• [The problem]: Copy the full listing below, requests included, and offset every coordinate in the SVG path answers by adding 116 to it.
::: Data shown
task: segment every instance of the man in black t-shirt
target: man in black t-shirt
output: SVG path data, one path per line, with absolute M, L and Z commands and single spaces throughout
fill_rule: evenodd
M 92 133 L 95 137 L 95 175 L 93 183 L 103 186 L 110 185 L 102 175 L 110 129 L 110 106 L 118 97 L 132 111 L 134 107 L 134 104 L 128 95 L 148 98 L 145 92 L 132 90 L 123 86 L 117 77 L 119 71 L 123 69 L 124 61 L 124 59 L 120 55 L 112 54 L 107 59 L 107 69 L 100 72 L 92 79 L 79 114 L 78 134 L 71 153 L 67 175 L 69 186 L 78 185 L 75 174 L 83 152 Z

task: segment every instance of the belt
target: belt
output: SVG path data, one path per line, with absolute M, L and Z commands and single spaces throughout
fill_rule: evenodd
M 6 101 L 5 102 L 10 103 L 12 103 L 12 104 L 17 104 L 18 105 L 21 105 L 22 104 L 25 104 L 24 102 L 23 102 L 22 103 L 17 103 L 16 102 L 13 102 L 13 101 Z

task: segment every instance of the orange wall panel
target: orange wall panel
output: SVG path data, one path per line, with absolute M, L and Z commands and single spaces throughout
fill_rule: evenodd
::::::
• [Reply]:
task: segment every instance of the man in black t-shirt
target: man in black t-shirt
output: SVG path data, one path per line, with absolute M, L and Z commands and single spaces throughout
fill_rule: evenodd
M 208 249 L 211 253 L 211 291 L 209 299 L 219 302 L 226 301 L 218 291 L 226 245 L 226 222 L 234 213 L 248 227 L 250 223 L 250 220 L 244 211 L 264 214 L 261 208 L 248 206 L 239 202 L 233 193 L 235 187 L 239 185 L 240 177 L 240 175 L 236 171 L 228 170 L 223 175 L 223 185 L 216 188 L 208 195 L 195 230 L 194 250 L 187 269 L 183 291 L 185 302 L 194 301 L 191 290 L 199 268 Z

task: segment every instance of the belt
target: belt
output: SVG path data, one path per line, with absolute M, L and Z commands and single spaces throughout
fill_rule: evenodd
M 122 217 L 121 218 L 126 219 L 128 219 L 128 220 L 133 220 L 134 221 L 137 221 L 138 220 L 141 220 L 140 218 L 139 218 L 138 219 L 133 219 L 132 218 L 129 218 L 129 217 Z

task: segment every instance of the orange wall panel
target: orange wall panel
output: SVG path data, one path per line, with absolute M, L and Z commands and single spaces throughout
fill_rule: evenodd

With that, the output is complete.